> _Your instructions_:
Rewrite the lines below with "hiker with backpack" changed to "walker carrying a pack" everywhere and nothing else altered, and leave the picture out.

> _Record set_:

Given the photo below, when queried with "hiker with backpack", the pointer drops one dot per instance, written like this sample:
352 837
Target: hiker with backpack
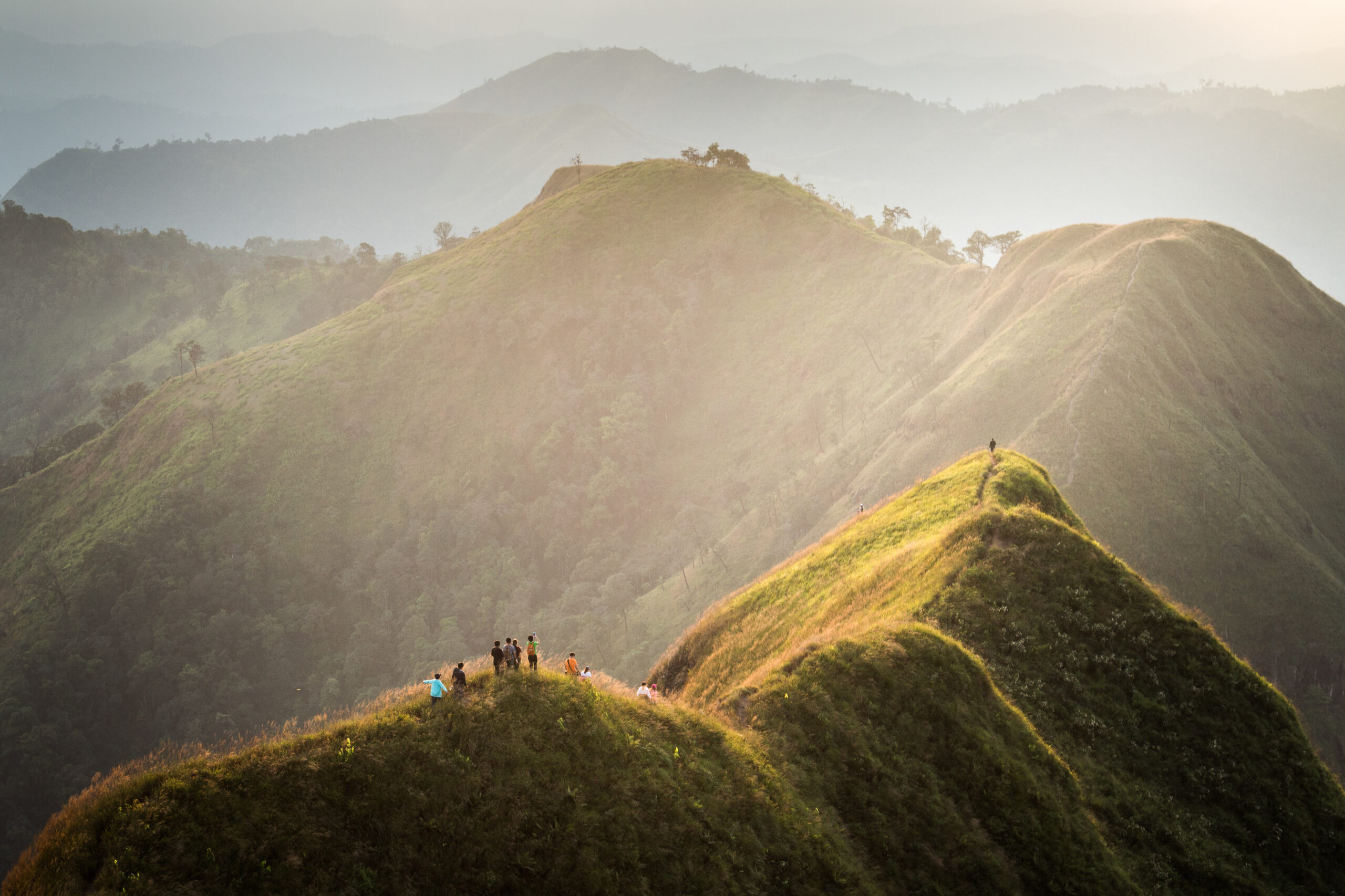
459 682
436 689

> _Correct result_:
Given the photo below, when queried with "walker carrying a pack", the pointer drops one dot per instance, written like this sample:
352 837
Target: walker carrying a pack
459 682
436 689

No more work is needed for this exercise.